### Records shown

══════

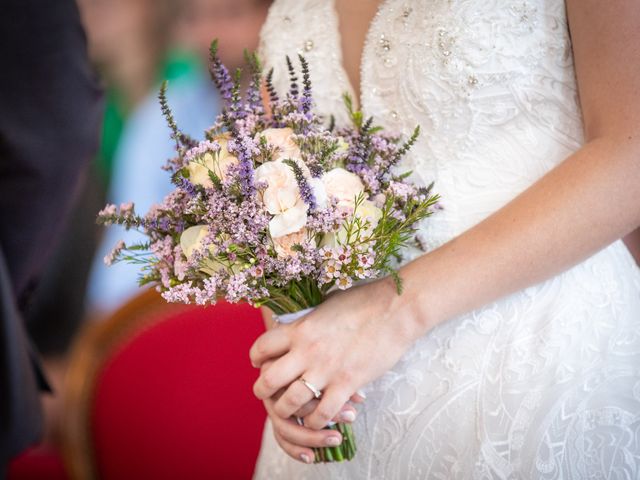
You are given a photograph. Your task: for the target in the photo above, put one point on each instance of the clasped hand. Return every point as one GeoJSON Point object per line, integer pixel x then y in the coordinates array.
{"type": "Point", "coordinates": [351, 339]}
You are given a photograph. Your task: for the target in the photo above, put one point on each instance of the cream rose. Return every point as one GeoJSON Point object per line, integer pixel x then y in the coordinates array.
{"type": "Point", "coordinates": [343, 186]}
{"type": "Point", "coordinates": [282, 198]}
{"type": "Point", "coordinates": [282, 139]}
{"type": "Point", "coordinates": [191, 239]}
{"type": "Point", "coordinates": [191, 242]}
{"type": "Point", "coordinates": [216, 162]}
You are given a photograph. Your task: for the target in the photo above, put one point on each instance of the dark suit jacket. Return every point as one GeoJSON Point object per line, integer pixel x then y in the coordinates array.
{"type": "Point", "coordinates": [50, 111]}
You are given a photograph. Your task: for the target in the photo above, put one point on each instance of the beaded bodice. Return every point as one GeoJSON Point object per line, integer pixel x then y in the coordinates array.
{"type": "Point", "coordinates": [491, 83]}
{"type": "Point", "coordinates": [542, 384]}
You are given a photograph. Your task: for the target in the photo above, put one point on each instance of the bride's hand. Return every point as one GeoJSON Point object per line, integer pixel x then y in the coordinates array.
{"type": "Point", "coordinates": [297, 440]}
{"type": "Point", "coordinates": [348, 341]}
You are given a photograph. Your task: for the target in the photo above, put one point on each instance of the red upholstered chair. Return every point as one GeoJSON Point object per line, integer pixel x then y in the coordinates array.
{"type": "Point", "coordinates": [165, 392]}
{"type": "Point", "coordinates": [37, 463]}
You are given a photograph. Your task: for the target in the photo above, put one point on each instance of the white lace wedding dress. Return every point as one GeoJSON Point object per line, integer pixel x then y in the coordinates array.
{"type": "Point", "coordinates": [545, 383]}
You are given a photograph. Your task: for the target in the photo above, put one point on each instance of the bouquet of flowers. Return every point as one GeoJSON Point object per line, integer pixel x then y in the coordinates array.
{"type": "Point", "coordinates": [276, 206]}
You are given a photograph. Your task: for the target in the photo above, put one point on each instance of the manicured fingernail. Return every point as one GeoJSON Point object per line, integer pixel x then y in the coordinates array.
{"type": "Point", "coordinates": [348, 416]}
{"type": "Point", "coordinates": [333, 441]}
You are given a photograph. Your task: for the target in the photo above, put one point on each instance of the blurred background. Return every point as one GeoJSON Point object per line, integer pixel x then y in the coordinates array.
{"type": "Point", "coordinates": [134, 45]}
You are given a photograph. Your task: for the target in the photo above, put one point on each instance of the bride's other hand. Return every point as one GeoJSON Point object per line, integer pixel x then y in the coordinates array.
{"type": "Point", "coordinates": [348, 341]}
{"type": "Point", "coordinates": [297, 440]}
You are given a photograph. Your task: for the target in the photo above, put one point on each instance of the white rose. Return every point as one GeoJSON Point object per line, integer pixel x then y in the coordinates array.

══════

### Task to carry out
Give back all of the entries verbatim, but without pictures.

### Expected answer
You are given a photograph. Your task: for the target in the photo above, put one point on each instance of the clasped hand. Return every point as one GeoJSON Point object per line, integer pixel x then y in the coordinates array.
{"type": "Point", "coordinates": [351, 339]}
You are given a photograph. Your task: for the target in the photo above, put one point on each instance of the cream rose. Return every point as one GeoJSON Point object per line, integer pixel x then y in the coordinates array.
{"type": "Point", "coordinates": [343, 186]}
{"type": "Point", "coordinates": [282, 198]}
{"type": "Point", "coordinates": [282, 139]}
{"type": "Point", "coordinates": [191, 239]}
{"type": "Point", "coordinates": [191, 242]}
{"type": "Point", "coordinates": [216, 162]}
You are given a photograph. Your task: for the target in the photo above, put one point on each instance of the dark suit jacket. Return every point as one GeoJSON Point object per line, integer pixel x then y in the coordinates array.
{"type": "Point", "coordinates": [50, 111]}
You are given a photograph. Your task: for the target in the photo above, put one point on each instance of the beaded bodice. Return every point as one GeoJSON Point object per line, integer pixel x then y in the coordinates array.
{"type": "Point", "coordinates": [491, 83]}
{"type": "Point", "coordinates": [542, 384]}
You are given a photograph. Your task: for the target in the photo above, put one point on each instance of the bride's hand. Return every point as one GeoJSON Point object per line, integer pixel x then y in the coordinates array.
{"type": "Point", "coordinates": [297, 440]}
{"type": "Point", "coordinates": [348, 341]}
You are given a photograph. Your task: for the target in the photo above, put one point on each instance of the red upholstered chair. Return every point as one GeoJSON Point object per line, integer pixel x then y in the coordinates array.
{"type": "Point", "coordinates": [165, 392]}
{"type": "Point", "coordinates": [37, 463]}
You are given a photograph. Your task: for the target in the photo above, put one point on each instance of the white lace wedding dress. Return every point as one GeoJSON Point object per line, integer pixel x then y in the coordinates array.
{"type": "Point", "coordinates": [545, 383]}
You are given a photograph. Your task: for the target in the photo above, put one point on each instance of the bouquet of flowers. Return every point as one GeoJSON Point object per line, integer pixel x then y in the coordinates array.
{"type": "Point", "coordinates": [276, 206]}
You are given a photograph. Your task: for the target in the photo above, put one point on each instance of the manicured fingernail. Return every point as one GeoJSON Point object per line, integer pixel x then y in the coordinates array.
{"type": "Point", "coordinates": [348, 416]}
{"type": "Point", "coordinates": [333, 441]}
You are given a photograph. Your task: for the target in the photo above, put one point on each instance of the blurred background. Return every point as one GeoJSON Point object per line, integer pixel x then y in the coordinates array.
{"type": "Point", "coordinates": [134, 45]}
You are given a photograph. Your task: for the target in the photo above, put one point on each instance of the bride's other hand. Return every point as one GeoJSON Point object per line, integer pixel x then y in the coordinates array.
{"type": "Point", "coordinates": [348, 341]}
{"type": "Point", "coordinates": [297, 440]}
You are given a photograph. Your task: for the target in the photo above, put one point on each instance of the white rose. Return every point as one GeoJSON Point object per line, integer pixel x then y in the coordinates array.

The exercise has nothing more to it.